Exercise passage:
Stir Q&A: Dance artist Natalie LeFebvre Gnam draws from interviews from 23 artists in The Door Project

Multidisciplinary work incorporates bird song, club beats, Tyvek, rocks, and more at Left of Main, care of plastic orchid factory

The Door Project. Photo by Victor Tran

 
 

Plastic Orchid Factory presents The Door Project at Left of Main, (211 Keefer Street, 2nd floor) on June 23 at 7 pm and June 24 at 4 pm

 

PLASTIC ORCHID FACTORY is staging a new multidisciplinary work that marks the Summer Solstice in a reflective way, all in the intimate, immersive space at the company’s Left of Main in Chinatown.

Through an intense interview process with more than 20 artists, the company’s artistic producer Natalie LeFebvre Gnam has been building the work for the past two years. The production, with a soundscape by Ahmed Khalil, lighting by James Proudfoot, media design by Jack Chipman, and a costume concept Natalie Purschwitz, is finally set to debut June 23 and 24, with Gnam performing.

Stir talked to longtime Vancouver dance artist Gnam about the project’s growth out of deep pandemic times, the “medicine” that our world needs now, and a sonic and visual design that draws on everything from Tyvek to club beats. Fittingly, we ask her five questions about a process that included asking artists five questions; read on.

Dataset entries:
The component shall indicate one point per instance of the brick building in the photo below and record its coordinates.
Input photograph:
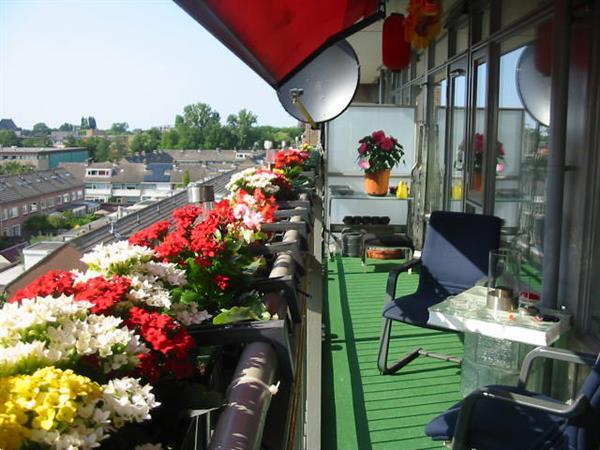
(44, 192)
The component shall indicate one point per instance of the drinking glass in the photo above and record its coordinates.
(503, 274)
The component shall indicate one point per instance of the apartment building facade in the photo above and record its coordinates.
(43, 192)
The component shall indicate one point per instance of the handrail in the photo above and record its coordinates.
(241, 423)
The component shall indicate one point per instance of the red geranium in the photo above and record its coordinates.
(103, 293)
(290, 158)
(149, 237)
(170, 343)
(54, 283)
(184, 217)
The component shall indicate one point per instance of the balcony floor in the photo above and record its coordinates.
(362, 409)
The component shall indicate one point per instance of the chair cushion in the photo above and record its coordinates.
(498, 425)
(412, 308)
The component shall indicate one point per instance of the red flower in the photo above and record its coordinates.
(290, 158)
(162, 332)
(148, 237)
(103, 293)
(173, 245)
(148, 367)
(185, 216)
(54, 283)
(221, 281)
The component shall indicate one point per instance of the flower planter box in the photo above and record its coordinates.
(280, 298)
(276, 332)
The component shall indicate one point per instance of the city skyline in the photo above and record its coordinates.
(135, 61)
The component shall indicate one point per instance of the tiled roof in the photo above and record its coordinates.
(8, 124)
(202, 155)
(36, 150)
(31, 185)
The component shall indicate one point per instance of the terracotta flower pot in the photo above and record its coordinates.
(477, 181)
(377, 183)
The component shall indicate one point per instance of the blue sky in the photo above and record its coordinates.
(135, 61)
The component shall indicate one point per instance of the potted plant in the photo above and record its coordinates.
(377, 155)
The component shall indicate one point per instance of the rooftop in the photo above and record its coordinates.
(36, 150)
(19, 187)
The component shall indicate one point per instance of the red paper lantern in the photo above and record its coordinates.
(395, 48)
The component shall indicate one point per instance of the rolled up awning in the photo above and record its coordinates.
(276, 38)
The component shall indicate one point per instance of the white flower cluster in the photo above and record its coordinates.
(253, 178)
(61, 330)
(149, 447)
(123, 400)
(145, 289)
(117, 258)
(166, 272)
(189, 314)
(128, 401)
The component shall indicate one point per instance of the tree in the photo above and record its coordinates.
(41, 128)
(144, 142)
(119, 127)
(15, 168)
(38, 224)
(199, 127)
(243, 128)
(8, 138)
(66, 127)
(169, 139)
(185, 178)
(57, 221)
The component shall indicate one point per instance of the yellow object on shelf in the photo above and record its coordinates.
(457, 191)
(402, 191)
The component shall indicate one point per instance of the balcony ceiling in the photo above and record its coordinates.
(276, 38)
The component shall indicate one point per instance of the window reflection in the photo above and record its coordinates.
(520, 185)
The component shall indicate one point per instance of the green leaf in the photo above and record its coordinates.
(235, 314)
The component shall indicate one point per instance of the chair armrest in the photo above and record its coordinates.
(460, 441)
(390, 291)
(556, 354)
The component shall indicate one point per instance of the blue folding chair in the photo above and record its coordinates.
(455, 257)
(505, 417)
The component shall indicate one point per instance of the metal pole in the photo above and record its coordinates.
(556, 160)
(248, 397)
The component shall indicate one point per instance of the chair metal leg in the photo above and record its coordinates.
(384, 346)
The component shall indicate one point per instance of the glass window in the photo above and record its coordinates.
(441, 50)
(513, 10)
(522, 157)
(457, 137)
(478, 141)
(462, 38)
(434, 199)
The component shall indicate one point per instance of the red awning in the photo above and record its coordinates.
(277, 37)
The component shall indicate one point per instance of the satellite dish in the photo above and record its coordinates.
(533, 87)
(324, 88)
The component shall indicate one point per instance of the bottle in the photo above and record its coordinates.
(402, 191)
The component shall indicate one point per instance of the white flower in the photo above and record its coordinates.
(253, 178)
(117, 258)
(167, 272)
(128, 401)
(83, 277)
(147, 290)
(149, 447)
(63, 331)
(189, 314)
--
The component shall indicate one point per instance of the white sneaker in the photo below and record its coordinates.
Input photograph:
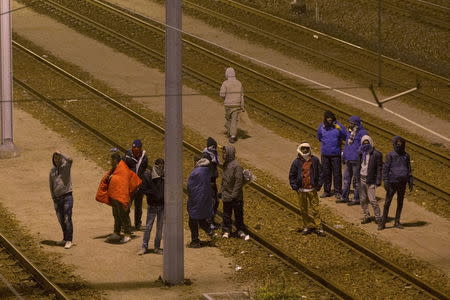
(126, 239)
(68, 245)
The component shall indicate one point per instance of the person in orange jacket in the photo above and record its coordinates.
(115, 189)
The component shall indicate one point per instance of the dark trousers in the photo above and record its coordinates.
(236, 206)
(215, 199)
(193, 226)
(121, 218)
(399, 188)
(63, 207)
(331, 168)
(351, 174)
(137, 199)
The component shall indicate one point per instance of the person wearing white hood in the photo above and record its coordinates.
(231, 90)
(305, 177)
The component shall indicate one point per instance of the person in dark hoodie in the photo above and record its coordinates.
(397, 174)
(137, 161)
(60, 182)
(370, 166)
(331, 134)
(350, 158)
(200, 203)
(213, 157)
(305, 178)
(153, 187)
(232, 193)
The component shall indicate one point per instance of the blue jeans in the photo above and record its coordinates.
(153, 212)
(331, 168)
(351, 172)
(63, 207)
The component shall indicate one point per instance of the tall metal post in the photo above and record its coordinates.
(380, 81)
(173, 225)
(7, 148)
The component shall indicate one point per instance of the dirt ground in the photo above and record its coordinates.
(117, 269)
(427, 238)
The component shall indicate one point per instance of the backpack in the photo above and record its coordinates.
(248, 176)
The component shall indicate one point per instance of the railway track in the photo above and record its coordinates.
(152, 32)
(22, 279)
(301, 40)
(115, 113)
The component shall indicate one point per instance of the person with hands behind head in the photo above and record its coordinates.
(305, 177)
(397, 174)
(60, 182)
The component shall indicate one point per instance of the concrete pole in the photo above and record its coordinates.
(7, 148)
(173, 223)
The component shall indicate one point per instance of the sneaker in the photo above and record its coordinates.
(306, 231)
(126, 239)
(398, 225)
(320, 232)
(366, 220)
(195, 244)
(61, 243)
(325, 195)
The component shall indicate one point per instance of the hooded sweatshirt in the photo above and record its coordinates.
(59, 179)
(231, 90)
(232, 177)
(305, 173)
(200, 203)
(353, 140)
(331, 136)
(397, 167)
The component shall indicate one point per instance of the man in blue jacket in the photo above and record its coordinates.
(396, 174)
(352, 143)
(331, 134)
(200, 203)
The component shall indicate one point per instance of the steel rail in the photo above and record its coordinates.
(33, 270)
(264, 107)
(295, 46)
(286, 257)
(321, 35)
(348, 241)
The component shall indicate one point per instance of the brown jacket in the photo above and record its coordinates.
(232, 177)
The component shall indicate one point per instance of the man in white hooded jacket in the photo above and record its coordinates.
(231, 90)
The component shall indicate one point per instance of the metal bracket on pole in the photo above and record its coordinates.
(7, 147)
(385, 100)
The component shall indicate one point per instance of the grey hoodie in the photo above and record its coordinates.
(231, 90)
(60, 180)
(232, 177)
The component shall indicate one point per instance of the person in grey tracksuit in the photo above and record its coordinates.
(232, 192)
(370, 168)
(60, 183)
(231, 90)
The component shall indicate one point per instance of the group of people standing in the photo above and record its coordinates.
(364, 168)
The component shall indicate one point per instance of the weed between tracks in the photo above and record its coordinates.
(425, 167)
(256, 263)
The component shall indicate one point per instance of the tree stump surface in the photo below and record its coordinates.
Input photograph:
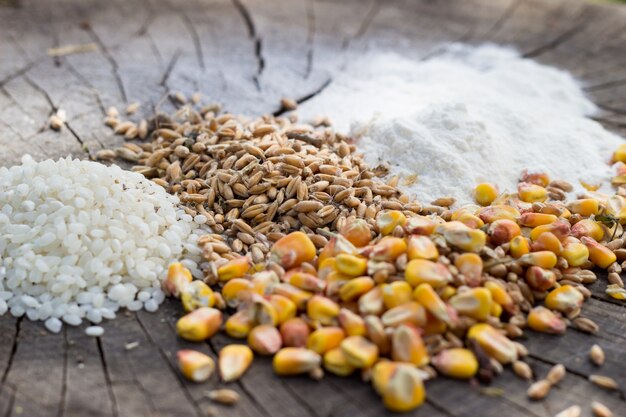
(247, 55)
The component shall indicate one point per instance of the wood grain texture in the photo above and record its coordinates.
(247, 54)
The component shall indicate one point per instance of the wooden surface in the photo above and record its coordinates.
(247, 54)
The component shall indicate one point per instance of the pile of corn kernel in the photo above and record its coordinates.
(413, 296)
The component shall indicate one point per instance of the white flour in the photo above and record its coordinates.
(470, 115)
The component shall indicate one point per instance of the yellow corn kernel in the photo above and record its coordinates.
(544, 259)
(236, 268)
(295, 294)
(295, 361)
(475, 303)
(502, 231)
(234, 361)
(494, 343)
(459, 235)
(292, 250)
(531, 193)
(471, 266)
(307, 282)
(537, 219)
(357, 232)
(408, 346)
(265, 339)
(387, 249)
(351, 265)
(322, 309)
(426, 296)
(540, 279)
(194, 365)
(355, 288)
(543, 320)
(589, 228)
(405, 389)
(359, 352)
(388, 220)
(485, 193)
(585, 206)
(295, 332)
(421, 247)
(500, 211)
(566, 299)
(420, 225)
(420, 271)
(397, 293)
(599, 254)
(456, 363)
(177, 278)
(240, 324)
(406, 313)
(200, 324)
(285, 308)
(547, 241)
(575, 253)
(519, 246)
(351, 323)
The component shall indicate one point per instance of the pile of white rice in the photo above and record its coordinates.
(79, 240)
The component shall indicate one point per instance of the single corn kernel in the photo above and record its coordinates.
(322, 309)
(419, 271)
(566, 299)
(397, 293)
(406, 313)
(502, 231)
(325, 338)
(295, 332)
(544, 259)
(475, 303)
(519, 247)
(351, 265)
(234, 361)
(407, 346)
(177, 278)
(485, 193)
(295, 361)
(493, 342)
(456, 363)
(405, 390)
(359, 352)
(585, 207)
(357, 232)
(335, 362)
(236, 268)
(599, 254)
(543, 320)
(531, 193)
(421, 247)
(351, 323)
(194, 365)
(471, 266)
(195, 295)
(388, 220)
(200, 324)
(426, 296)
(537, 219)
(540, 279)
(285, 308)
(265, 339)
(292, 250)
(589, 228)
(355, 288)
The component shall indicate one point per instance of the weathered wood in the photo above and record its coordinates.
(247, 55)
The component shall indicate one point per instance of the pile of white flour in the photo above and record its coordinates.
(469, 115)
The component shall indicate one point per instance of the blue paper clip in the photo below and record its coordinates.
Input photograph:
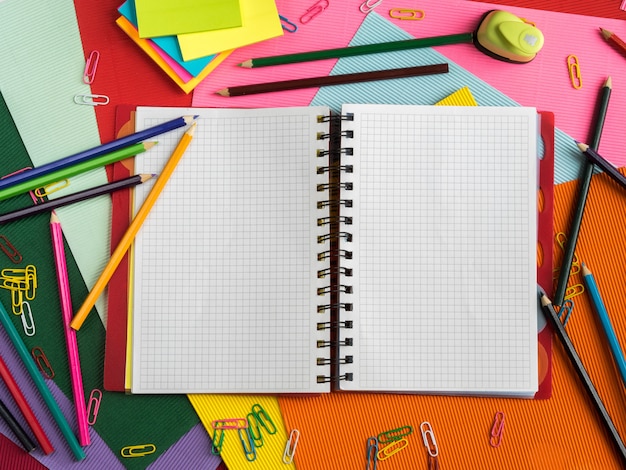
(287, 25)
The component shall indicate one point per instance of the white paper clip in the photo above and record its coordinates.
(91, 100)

The problem:
Write out the passage of the Stir Q&A on The Door Project above, beginning at the words "Plastic Orchid Factory presents" and stopping after the words "with Gnam performing.".

Answer:
Plastic Orchid Factory presents The Door Project at Left of Main, (211 Keefer Street, 2nd floor) on June 23 at 7 pm and June 24 at 4 pm

 

PLASTIC ORCHID FACTORY is staging a new multidisciplinary work that marks the Summer Solstice in a reflective way, all in the intimate, immersive space at the company’s Left of Main in Chinatown.

Through an intense interview process with more than 20 artists, the company’s artistic producer Natalie LeFebvre Gnam has been building the work for the past two years. The production, with a soundscape by Ahmed Khalil, lighting by James Proudfoot, media design by Jack Chipman, and a costume concept Natalie Purschwitz, is finally set to debut June 23 and 24, with Gnam performing.